__Requirements__
From the family limited partnership text, copy everything from "By comparison, a" down to "than one state.", switching "flexible" to "versatile".
----- Extracted text
The family limited partnership (FLP) is a sophisticated financial planning technique that, when implemented properly, enables a family to hold and manage its wealth, including the family business, within several generations of family members as partners.

Families with significant wealth increasingly establish an FLP rather than a corporation, because the FLP is often better suited to achieving certain objectives. Specifically, the FLP is an ideal mechanism for--

* retaining the operating direction or control of the family business or investment assets by the senior family members,

* developing a succession plan for the future management of the enterprise, and

* transferring the assets (wealth) of the family between generations at the lowest permissible cost in estate and gift taxes.

What Is an FLP?

A little background on corporations and partnerships is helpful to understanding the FLP. The profits of a standard C corporation are taxed at a maximum rate of 35% (for Federal tax purposes); when the after-tax profits of the C corporation are distributed to the shareholders as dividends, those same profits are taxed a second time to the individual shareholders, up to the maximum Federal statutory rate of 39.6%. The combined corporate and personal tax rate can easily exceed 60%, even before state and local income taxes are taken into account.

On the other hand, the profits of a subchapter S corporation are, in general, taxed at the shareholder level only--making the S corporation a more appealing structure than the C corporation in many instances. However, there are numerous restrictions on the qualifications for functioning as an S corporation, even after the liberalizing amendments enacted in 1996.

By comparison, a partnership is a pure "flow-through" company, meaning that the income realized by the entity flows through and in all cases is taxable to its individual owners and not to the business per se. As a result, the limited partnership has become increasingly popular as a flexible and tax-efficient vehicle for conducting business--particularly as compared to a corporation, which is more formal and generally tax-inefficient means for conducting business.

Further enhancing the desirability of partnerships is the Uniform Limited Partnership Act adopted by a large majority of the states. This statute standardizes and simplifies the laws governing a limited partnership's conduct of business in more than one state.

Illustrative Example of an FLP

To illustrate the use of an FLP, consider the case of the Alpha Family:

The Alpha Family's senior members, Parents, are in the business of acquiring and operating office buildings. Parents have three children, one of whom, C, is interested in working for the business. Parents are the owners of a limited liability company (LLC), which is treated as a partnership for income tax purposes and owns one property. Parents have located a potential acquisition property and would like to consolidate the LLC with the new property. The issue: How should Parents proceed?
----------
----- Record list
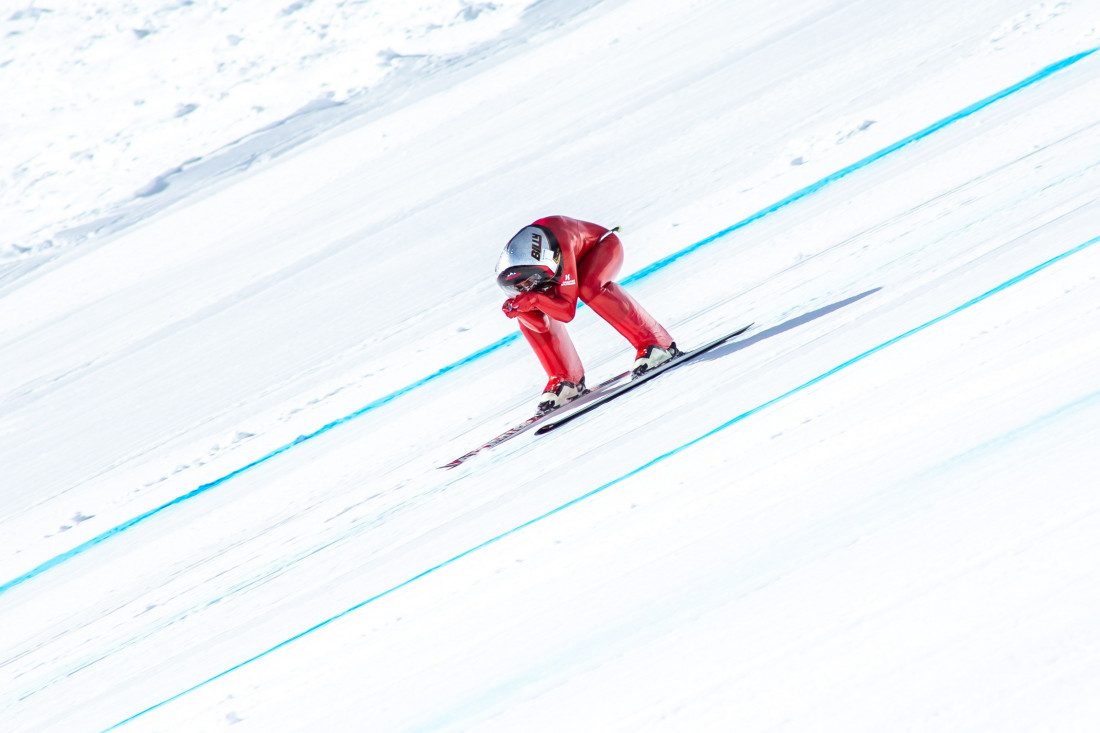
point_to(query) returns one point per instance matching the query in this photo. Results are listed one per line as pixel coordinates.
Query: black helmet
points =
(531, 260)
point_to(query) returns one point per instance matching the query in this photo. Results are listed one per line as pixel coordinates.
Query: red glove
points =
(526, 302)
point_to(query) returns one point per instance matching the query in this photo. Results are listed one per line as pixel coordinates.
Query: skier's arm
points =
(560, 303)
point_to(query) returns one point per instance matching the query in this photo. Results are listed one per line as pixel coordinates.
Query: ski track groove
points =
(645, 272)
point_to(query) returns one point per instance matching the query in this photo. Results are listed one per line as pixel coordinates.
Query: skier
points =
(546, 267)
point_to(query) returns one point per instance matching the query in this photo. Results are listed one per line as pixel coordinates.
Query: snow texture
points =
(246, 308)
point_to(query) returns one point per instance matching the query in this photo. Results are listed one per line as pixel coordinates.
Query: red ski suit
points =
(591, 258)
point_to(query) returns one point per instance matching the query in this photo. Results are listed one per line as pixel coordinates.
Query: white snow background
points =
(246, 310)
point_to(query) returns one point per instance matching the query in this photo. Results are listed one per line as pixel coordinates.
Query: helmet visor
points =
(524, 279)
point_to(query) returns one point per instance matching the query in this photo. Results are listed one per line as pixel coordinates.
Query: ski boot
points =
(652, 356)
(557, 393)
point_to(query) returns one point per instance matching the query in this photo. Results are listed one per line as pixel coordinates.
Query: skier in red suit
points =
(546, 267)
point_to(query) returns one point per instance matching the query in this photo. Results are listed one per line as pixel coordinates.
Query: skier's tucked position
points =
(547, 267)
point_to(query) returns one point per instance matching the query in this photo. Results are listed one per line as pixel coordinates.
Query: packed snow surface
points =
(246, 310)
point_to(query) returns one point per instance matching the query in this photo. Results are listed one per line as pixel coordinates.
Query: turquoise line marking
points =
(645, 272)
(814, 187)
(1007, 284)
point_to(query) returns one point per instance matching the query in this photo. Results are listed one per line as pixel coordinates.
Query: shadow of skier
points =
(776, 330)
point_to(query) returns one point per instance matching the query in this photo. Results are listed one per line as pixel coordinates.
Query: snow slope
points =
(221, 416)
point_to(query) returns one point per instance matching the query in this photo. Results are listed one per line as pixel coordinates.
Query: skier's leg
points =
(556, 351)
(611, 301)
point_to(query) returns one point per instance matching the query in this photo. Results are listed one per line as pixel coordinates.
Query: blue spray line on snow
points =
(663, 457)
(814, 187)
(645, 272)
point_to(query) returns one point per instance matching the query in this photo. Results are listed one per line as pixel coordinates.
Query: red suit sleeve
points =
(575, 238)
----------
__Solution to this exercise__
By comparison, a partnership is a pure "flow-through" company, meaning that the income realized by the entity flows through and in all cases is taxable to its individual owners and not to the business per se. As a result, the limited partnership has become increasingly popular as a versatile and tax-efficient vehicle for conducting business--particularly as compared to a corporation, which is more formal and generally tax-inefficient means for conducting business.

Further enhancing the desirability of partnerships is the Uniform Limited Partnership Act adopted by a large majority of the states. This statute standardizes and simplifies the laws governing a limited partnership's conduct of business in more than one state.